§ What you are asked to do
The records are to be restated in their entirety, word for word.

§ Listed records
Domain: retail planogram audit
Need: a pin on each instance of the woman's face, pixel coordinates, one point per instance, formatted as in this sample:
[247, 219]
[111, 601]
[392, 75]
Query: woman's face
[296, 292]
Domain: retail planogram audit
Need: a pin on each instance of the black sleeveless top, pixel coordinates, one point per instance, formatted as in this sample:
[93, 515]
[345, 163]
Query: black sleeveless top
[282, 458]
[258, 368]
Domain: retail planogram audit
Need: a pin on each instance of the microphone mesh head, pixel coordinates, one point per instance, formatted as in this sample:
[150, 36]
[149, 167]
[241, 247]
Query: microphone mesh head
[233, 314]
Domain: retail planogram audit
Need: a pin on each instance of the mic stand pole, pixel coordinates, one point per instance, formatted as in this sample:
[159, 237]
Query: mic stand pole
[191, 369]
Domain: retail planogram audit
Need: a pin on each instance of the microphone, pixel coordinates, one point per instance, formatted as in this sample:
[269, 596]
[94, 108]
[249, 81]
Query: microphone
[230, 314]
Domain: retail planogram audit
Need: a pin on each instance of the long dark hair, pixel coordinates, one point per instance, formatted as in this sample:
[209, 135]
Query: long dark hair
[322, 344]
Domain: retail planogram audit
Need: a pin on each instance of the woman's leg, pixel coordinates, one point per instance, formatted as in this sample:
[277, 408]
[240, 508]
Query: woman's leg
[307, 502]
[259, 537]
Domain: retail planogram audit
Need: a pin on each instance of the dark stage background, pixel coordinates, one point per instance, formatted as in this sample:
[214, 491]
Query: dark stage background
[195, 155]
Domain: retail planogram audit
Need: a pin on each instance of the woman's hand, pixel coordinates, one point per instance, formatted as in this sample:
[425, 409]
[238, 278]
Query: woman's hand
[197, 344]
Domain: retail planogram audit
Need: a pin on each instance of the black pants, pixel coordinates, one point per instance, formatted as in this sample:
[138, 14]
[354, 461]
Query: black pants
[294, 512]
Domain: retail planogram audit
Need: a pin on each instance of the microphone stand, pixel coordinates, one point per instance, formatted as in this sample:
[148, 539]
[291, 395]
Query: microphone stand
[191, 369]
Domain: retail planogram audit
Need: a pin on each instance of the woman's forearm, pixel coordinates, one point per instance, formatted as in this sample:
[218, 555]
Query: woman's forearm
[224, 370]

§ Exercise response
Domain: retail planogram audit
Need: a pin on each instance of the woman's face, pixel coordinates, one point per instance, formatted as in this sample:
[247, 219]
[111, 601]
[392, 75]
Query: woman's face
[296, 292]
Domain: retail planogram audit
Need: a pin on each instance of the black sleeveless top, pixel coordinates, one point per instance, formatted as in this sample:
[93, 515]
[345, 163]
Query: black sleeveless top
[282, 458]
[258, 368]
Domain: retail planogram audit
Need: a pin on each instance of the microphone mesh head, pixel coordinates, one point per instance, formatted as in this sample:
[150, 36]
[149, 167]
[241, 247]
Query: microphone mesh head
[233, 314]
Domain: retail planogram audit
Need: a pin on each instance of the mic stand pole, pixel coordinates, one point per instance, formatted as in this sample:
[159, 237]
Query: mic stand pole
[191, 369]
Domain: retail planogram audit
Need: a pin on each instance of the microphone, pixel coordinates, one point per instance, formatted as in this sample:
[269, 596]
[94, 108]
[249, 81]
Query: microphone
[230, 314]
Domain: retail planogram audit
Need: a pin on each instance of the long dark hair, pixel coordinates, one point per instance, formatted as in this sample:
[209, 135]
Query: long dark hair
[322, 344]
Domain: retail planogram audit
Need: a pin on each instance of the woman's leg, pixel coordinates, one point per instance, formatted as in this sample:
[277, 408]
[240, 508]
Query: woman's leg
[307, 502]
[259, 537]
Domain: retail planogram audit
Need: a pin on each instance of the dark stage background, pixel coordinates, one point per instance, formatted as in this sample:
[214, 491]
Query: dark stage background
[195, 155]
Domain: retail planogram audit
Need: a pin on each instance of the woman's hand, pixel coordinates, one point per instance, formatted as in this sample:
[425, 409]
[238, 278]
Query: woman's hand
[197, 344]
Domain: retail planogram audit
Need: a pin on each instance of the black pants, pixel coordinates, one point per instance, formatted as in this sample:
[138, 14]
[354, 461]
Query: black pants
[294, 512]
Domain: retail planogram audit
Need: a pin on each instance of the microphone stand, pixel coordinates, one point per instance, formatted as in this sample:
[148, 539]
[291, 395]
Query: microphone stand
[191, 369]
Domain: retail planogram audit
Need: a pin on each instance of the woman's forearm, pixel coordinates, one point per instance, formatted as in this sample:
[218, 555]
Query: woman's forearm
[224, 370]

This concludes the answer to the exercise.